--- Work item ---
Write out exactly the lines below that run from the one containing "Target: player's forearm" through the one containing "Target: batting helmet", both included, with no other lines.

--- Material provided ---

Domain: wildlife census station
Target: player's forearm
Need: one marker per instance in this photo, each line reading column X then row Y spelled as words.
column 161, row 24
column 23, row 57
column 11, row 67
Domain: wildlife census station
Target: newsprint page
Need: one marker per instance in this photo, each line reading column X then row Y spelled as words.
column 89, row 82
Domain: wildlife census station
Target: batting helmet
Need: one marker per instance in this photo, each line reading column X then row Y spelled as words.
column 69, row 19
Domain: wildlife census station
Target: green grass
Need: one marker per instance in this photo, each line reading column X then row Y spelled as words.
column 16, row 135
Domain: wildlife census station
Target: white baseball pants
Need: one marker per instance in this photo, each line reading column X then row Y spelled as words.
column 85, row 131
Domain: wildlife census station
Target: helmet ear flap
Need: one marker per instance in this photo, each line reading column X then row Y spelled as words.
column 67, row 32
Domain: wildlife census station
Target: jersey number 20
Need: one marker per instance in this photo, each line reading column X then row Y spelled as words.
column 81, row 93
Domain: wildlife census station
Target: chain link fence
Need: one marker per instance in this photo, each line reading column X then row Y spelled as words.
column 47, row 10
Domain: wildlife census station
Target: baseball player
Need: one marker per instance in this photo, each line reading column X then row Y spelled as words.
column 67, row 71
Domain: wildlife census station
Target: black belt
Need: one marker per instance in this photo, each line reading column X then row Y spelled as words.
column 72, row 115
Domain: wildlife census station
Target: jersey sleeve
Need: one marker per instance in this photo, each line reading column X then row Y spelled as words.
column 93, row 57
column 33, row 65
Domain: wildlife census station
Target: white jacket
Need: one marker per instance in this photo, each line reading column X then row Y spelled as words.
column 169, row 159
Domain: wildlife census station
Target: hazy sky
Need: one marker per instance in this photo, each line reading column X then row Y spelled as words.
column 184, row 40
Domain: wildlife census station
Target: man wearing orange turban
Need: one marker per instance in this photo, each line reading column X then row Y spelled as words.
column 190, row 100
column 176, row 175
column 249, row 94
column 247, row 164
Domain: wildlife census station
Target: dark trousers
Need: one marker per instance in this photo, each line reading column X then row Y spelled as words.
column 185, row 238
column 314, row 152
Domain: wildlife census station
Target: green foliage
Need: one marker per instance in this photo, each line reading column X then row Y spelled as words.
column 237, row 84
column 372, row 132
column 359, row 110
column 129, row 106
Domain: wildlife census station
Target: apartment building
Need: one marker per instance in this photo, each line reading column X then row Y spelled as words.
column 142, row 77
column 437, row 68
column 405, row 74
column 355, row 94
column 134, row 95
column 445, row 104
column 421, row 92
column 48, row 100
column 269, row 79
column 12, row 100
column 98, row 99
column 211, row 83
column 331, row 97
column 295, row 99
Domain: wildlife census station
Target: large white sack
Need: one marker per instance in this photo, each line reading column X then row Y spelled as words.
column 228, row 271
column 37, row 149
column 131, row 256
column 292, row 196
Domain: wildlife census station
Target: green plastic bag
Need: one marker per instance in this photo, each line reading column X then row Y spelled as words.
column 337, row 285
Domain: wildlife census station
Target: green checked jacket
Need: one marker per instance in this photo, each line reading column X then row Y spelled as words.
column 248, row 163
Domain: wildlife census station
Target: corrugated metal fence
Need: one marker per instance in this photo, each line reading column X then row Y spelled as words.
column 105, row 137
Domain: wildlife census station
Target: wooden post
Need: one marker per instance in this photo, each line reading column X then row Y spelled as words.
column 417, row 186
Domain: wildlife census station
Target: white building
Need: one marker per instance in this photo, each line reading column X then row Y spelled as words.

--- Finished task ---
Target: player's forearm
Need: one marker per instance in this photo, each line reading column X then row Y spelled as words.
column 161, row 24
column 23, row 57
column 11, row 67
Domain: wildlife census station
Target: newsprint page
Need: one marker per instance in this photo, each line reading column X then row Y spelled as words.
column 89, row 82
Domain: wildlife census station
Target: batting helmet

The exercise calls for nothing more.